##### Fragmento #####

Al margen de Marcha Verde, en los últimos meses, ha surgido una serie de discusiones también muy interesantes en torno a la actual gestión y dirección de dos particulares instituciones dominicanas, el Ministerio de Cultura, a cargo de Pedro Vergés y la Academia Dominicana de la Lengua, a cargo de Bruno Rosario Candelier.  Ambas instituciones han sido criticadas por, entre otras cosas, la malversación de fondos y por defraudación en el sentido de que, los jefes y sus encubridores, en vez de dedicarse al desarrollo de proyectos que fomenten la cultura y la creatividad artística, se dedican a procurar cenas suntuosas o frívolos lujos para ellos y sus respectivos clientes.  En este sentido, las relevantes discusiones y provocadores comentarios que aparecen por los medios revelan, por lo menos parcialmente, una conciencia de que la sociedad dominicana también necesita una buena sacudida cultural. 

Tomándole el pulso a la situación mediante los tuits irónicos o indirectas de algunos y también mediante el silencio incomodo de otros, percibo que ante estos recientes sacudones ideológicos por parte de la ciudadanía tiemblan los dedos de ciertos intelectuales, escritores, filólogos, agentes y figuras que dominan el escenario cultural dominicano.  De un momento para otro, sus trayectorias pueden frenar y se pueden derrumbar sus índices de valor simbólico.  En otras palabras, se les puede desaparecer la fuente o ilusión del privilegio.

No obstante, al detenerme a examinar con cuidado el grado de egolatría que detecto entre, ambos, los portavoces y los críticos de las instituciones dominicanas vuelvo y caigo en la desesperanza. Y me asedia la conclusión de que una mezcla de egocentrismo tenaz y egoísmo despiadado es la fuerza principal que mueve a los líderes institucionales o a los individuos a cargo de agencias culturales.

##### Datos mostrados #####

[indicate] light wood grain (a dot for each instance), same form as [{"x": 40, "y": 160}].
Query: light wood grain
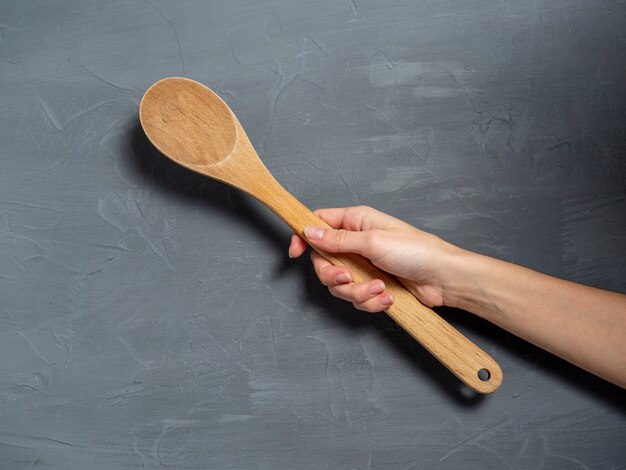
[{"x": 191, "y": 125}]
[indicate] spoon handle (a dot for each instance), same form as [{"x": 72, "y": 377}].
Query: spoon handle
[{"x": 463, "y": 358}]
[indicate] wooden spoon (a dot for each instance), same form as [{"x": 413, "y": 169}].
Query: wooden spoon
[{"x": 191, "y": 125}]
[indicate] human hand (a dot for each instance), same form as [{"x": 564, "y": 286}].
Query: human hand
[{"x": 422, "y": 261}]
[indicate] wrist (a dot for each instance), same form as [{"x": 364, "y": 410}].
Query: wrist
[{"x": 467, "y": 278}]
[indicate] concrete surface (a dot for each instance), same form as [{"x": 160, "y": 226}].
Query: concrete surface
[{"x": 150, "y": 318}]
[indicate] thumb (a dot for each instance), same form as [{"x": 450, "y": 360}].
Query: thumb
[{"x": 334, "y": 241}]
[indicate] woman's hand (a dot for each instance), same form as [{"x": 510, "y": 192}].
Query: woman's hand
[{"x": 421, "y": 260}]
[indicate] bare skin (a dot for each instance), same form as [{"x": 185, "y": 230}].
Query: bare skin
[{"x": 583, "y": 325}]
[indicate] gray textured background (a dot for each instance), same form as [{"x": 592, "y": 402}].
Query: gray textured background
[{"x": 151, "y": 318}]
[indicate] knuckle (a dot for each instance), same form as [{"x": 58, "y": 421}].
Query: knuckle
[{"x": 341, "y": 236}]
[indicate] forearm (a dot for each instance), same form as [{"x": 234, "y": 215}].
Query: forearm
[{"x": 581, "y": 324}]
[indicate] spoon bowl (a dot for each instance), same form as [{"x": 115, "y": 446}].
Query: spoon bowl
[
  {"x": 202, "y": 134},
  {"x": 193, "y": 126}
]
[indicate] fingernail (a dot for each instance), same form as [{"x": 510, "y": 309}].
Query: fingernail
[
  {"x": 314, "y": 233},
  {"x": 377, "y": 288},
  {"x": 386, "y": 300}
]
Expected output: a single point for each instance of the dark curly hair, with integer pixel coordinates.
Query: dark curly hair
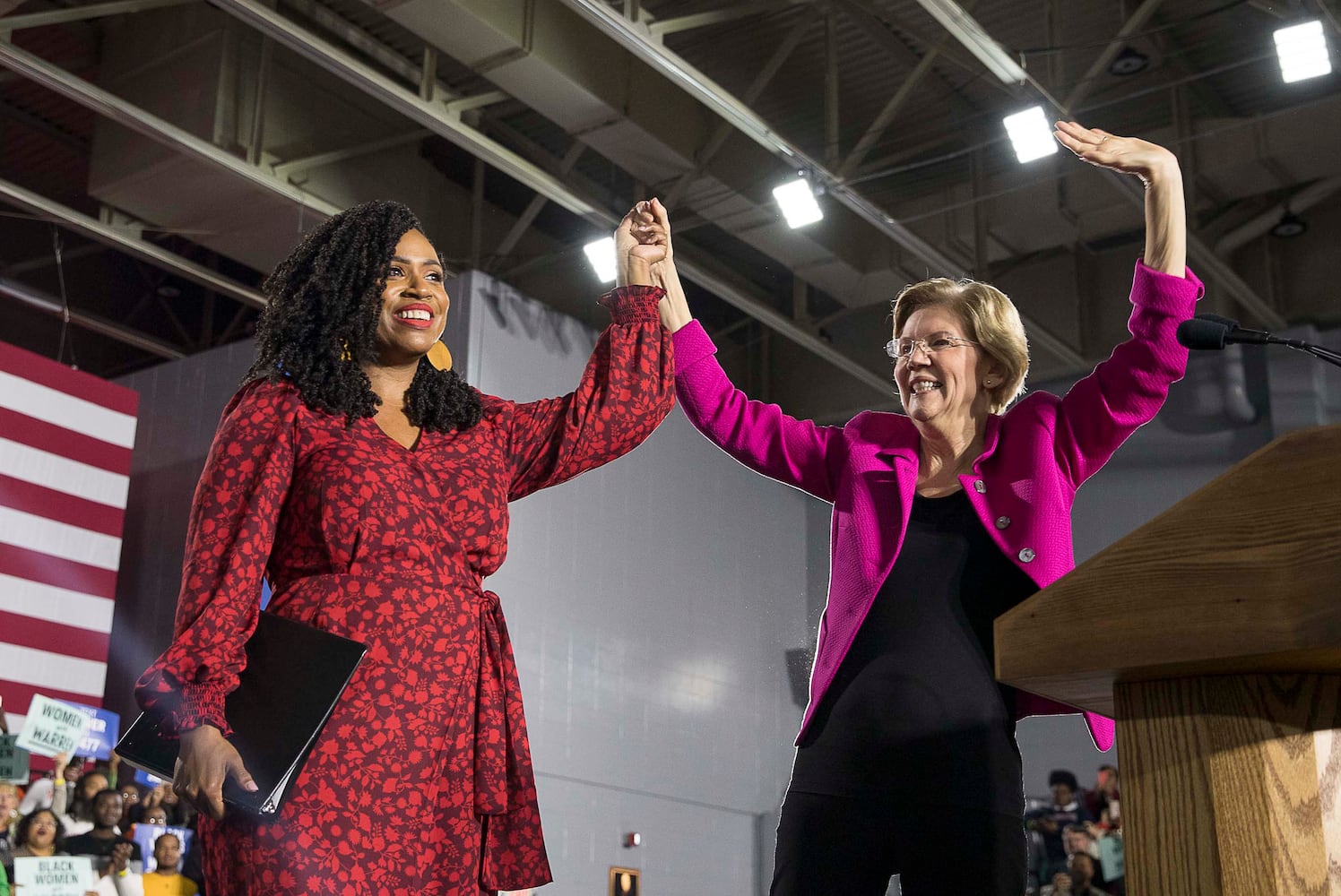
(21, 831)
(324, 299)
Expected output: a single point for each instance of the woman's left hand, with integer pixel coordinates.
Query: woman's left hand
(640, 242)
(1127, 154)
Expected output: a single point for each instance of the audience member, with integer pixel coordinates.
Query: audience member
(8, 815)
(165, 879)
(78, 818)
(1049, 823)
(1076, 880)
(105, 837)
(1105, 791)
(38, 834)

#####

Detalles del ejercicio: Extrae, sin cambiar nada, el pasaje del texto sobre las instituciones culturales dominicanas que va entre "No obstante, al" y "de agencias culturales.", ambos incluidos. Los datos no tienen ningún papel en este ejercicio.

Solución completa:
No obstante, al detenerme a examinar con cuidado el grado de egolatría que detecto entre, ambos, los portavoces y los críticos de las instituciones dominicanas vuelvo y caigo en la desesperanza. Y me asedia la conclusión de que una mezcla de egocentrismo tenaz y egoísmo despiadado es la fuerza principal que mueve a los líderes institucionales o a los individuos a cargo de agencias culturales.